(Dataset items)
▼
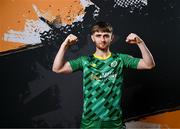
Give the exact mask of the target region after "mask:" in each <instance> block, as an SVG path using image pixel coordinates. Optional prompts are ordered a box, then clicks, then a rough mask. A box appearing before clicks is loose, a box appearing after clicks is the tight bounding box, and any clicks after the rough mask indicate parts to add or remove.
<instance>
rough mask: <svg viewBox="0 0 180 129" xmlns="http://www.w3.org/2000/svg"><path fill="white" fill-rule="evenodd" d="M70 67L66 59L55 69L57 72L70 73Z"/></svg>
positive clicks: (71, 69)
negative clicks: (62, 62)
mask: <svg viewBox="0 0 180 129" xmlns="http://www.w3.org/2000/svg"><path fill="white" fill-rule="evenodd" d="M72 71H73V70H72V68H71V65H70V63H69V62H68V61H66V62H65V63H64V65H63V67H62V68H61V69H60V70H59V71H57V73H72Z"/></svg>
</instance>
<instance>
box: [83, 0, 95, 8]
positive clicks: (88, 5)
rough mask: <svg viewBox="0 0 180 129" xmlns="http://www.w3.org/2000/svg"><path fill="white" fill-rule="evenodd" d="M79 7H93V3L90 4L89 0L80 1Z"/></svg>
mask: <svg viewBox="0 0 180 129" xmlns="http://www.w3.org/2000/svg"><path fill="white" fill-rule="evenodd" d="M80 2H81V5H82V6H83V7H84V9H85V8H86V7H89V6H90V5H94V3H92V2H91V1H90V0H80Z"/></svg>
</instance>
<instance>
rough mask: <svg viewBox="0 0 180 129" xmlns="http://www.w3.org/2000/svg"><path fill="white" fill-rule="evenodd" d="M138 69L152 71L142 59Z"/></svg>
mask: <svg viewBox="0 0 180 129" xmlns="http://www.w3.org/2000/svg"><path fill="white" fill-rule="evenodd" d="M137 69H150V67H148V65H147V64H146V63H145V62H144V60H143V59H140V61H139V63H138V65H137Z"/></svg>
▲
▼
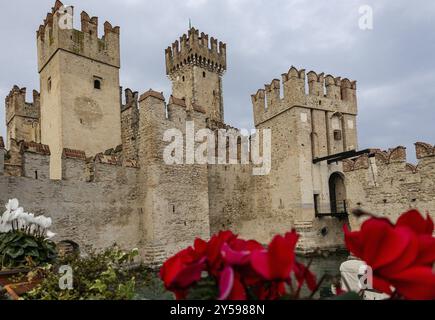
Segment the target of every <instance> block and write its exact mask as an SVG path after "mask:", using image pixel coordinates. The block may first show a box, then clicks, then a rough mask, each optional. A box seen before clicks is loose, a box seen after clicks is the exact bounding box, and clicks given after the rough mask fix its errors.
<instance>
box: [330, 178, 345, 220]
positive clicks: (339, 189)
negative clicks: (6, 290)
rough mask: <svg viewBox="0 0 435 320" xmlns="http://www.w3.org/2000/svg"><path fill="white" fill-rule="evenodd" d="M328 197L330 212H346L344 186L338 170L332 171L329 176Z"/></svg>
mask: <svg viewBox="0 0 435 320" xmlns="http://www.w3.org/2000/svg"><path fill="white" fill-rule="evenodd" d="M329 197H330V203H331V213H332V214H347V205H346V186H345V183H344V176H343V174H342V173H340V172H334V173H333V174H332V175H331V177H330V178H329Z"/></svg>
▲
* **Directive**: Duplicate the rows exactly as they appear, from the line containing "Give the exact" through the line containing "positive clicks: (71, 69)", including both of those lines.

* **Solution**:
Give the exact mask of the target region after "mask:" in each <instance> block, as an SVG path using image pixel coordinates. Optional prompts are ordered a box, then clicks, then a rough mask. A box appearing before clicks is loose, a box appearing after clicks is the tight bounding box, and any clicks after the rough mask indicate parts to add or remove.
<instance>
rough mask: <svg viewBox="0 0 180 129" xmlns="http://www.w3.org/2000/svg"><path fill="white" fill-rule="evenodd" d="M70 67L66 59L55 69L57 72L70 73Z"/></svg>
positive clicks: (71, 69)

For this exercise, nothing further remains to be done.